Task requirements: Pull out every line of the material below that contains the word "puffy", and copy each one unchanged.

Input material:
▽
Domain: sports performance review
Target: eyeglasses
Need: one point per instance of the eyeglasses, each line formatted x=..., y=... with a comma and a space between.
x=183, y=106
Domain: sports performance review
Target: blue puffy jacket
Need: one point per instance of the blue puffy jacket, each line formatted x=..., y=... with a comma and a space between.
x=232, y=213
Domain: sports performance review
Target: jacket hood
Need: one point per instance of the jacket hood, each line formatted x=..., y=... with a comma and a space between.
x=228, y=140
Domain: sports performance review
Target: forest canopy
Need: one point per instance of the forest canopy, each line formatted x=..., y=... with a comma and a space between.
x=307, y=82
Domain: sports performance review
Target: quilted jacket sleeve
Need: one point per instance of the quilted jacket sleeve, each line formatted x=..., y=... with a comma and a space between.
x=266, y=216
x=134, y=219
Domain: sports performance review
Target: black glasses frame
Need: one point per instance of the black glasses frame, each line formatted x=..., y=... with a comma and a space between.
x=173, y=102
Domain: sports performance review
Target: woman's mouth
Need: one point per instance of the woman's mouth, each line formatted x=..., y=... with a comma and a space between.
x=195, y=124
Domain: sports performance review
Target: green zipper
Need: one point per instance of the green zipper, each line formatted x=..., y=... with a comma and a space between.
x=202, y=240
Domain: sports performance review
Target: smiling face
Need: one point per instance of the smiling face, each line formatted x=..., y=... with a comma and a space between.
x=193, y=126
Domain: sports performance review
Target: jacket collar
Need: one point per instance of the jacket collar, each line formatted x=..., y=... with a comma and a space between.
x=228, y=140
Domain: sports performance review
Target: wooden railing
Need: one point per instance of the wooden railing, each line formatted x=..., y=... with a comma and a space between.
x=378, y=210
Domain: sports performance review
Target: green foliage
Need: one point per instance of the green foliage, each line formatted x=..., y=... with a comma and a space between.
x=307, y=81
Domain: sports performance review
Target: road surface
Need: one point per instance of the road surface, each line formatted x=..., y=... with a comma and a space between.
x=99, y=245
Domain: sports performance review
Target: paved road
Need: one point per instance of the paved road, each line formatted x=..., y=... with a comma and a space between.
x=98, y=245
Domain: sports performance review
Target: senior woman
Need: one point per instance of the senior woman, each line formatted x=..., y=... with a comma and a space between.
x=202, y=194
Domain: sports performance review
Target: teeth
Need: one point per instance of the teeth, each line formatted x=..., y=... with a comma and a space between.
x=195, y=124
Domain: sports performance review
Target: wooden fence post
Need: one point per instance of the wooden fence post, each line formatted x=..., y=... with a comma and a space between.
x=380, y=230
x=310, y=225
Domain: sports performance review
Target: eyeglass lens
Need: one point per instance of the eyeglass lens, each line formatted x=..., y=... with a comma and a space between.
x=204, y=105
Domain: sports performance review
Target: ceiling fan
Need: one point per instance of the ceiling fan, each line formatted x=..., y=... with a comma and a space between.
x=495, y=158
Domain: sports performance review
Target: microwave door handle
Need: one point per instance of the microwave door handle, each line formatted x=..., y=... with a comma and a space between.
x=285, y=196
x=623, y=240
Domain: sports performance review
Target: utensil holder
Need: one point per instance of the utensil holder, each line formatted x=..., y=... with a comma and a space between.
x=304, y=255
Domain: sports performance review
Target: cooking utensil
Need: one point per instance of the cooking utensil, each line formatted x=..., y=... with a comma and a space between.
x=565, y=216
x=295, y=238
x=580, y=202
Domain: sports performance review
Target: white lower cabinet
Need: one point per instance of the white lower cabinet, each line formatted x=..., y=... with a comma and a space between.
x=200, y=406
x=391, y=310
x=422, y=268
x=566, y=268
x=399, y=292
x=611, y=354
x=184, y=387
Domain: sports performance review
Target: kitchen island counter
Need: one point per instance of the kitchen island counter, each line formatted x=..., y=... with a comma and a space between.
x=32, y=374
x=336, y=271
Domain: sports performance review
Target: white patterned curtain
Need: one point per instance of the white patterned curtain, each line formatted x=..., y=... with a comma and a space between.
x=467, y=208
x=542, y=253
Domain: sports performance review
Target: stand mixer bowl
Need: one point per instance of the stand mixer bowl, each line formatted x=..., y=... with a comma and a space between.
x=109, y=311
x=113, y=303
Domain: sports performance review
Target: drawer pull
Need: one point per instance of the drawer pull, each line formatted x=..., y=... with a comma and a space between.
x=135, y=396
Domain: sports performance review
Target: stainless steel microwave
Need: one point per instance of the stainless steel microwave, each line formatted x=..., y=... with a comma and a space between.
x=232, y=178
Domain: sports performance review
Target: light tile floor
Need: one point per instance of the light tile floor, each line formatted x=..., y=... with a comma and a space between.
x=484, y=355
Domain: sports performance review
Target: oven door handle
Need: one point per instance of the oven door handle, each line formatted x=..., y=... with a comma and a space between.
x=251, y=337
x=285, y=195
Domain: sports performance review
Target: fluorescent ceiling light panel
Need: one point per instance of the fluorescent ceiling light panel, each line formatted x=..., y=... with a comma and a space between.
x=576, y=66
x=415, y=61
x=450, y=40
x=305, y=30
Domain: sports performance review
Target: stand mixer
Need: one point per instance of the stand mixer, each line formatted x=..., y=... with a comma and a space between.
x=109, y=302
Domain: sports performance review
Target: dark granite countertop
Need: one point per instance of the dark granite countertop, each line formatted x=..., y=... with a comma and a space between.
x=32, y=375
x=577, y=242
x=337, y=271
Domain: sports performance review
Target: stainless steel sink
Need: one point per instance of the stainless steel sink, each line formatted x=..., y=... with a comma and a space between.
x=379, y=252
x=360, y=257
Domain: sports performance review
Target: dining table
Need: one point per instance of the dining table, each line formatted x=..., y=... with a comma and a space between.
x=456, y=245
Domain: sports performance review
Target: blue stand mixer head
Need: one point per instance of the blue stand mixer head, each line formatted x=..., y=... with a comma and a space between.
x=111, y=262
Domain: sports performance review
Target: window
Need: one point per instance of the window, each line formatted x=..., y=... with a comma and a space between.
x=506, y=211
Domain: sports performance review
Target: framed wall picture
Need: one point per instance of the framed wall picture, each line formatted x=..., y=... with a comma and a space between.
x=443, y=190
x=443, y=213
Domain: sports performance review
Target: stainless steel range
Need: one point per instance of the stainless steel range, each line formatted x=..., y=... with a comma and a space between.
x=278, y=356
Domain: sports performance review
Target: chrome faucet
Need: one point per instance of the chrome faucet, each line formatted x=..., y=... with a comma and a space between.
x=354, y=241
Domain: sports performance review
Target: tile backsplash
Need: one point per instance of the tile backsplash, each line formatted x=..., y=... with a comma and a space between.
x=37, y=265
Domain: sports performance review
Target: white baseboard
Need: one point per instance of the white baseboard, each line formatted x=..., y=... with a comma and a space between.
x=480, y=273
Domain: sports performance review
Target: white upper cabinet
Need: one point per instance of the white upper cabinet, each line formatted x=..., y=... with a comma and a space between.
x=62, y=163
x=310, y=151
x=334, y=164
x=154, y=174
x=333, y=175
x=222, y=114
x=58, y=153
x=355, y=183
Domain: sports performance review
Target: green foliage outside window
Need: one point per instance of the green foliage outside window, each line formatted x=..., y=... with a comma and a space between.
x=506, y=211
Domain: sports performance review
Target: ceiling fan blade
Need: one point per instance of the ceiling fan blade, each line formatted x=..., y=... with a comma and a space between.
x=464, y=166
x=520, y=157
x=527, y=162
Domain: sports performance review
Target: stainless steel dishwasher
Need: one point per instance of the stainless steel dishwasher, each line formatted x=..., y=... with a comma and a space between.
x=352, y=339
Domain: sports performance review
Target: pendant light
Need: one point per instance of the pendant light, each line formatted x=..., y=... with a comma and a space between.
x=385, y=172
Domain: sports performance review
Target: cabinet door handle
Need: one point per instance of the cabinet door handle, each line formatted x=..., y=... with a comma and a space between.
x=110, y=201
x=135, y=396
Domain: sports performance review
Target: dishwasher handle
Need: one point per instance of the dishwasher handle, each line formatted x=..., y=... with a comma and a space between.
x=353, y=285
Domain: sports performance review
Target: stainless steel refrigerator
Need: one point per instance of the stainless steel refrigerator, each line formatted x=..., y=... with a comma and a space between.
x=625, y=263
△
▽
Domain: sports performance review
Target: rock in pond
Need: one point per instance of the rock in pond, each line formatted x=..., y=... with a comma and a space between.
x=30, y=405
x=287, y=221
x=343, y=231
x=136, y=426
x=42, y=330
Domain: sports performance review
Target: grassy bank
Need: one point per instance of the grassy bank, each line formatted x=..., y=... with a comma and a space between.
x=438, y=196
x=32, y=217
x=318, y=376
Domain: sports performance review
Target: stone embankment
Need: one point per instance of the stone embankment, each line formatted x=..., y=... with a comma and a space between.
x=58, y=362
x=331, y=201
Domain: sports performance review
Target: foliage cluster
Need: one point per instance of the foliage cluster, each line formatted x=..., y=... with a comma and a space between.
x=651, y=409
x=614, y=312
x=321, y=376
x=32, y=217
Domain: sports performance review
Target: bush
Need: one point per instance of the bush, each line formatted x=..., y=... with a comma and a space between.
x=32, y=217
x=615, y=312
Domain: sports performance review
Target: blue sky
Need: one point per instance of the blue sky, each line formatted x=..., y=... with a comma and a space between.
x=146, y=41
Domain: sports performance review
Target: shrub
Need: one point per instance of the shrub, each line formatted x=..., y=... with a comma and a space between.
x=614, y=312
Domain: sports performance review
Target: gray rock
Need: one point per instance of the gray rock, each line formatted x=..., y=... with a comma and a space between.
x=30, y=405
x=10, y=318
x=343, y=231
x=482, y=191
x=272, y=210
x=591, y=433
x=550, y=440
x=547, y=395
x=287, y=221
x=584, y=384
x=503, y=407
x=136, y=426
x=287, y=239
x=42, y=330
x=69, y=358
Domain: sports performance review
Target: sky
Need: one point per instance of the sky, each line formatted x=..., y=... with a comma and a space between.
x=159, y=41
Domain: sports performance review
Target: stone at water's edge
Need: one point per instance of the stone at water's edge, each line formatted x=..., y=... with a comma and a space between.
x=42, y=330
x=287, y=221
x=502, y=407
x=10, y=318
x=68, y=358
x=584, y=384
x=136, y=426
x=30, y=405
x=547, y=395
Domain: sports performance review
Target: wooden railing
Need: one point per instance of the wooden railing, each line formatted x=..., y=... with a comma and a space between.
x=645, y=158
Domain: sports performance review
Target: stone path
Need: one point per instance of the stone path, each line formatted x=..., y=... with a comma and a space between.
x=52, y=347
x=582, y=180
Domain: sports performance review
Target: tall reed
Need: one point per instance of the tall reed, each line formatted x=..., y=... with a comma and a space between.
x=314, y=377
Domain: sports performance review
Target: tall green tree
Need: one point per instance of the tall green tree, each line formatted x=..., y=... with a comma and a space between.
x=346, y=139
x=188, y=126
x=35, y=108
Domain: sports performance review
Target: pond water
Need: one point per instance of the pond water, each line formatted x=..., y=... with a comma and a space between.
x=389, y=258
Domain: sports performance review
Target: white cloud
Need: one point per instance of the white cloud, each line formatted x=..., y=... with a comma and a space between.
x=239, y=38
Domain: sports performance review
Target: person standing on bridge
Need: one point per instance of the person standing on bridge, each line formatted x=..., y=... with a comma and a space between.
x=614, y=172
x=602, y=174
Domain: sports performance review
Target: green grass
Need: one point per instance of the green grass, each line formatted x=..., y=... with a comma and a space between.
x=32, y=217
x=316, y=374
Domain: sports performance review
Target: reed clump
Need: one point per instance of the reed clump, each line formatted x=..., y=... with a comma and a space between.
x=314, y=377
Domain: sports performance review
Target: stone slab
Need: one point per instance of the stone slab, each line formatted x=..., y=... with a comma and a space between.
△
Task result:
Target: blue puffy jacket
Need: one point per instance of the blue puffy jacket, each line formatted x=..., y=... with a comma and a space between.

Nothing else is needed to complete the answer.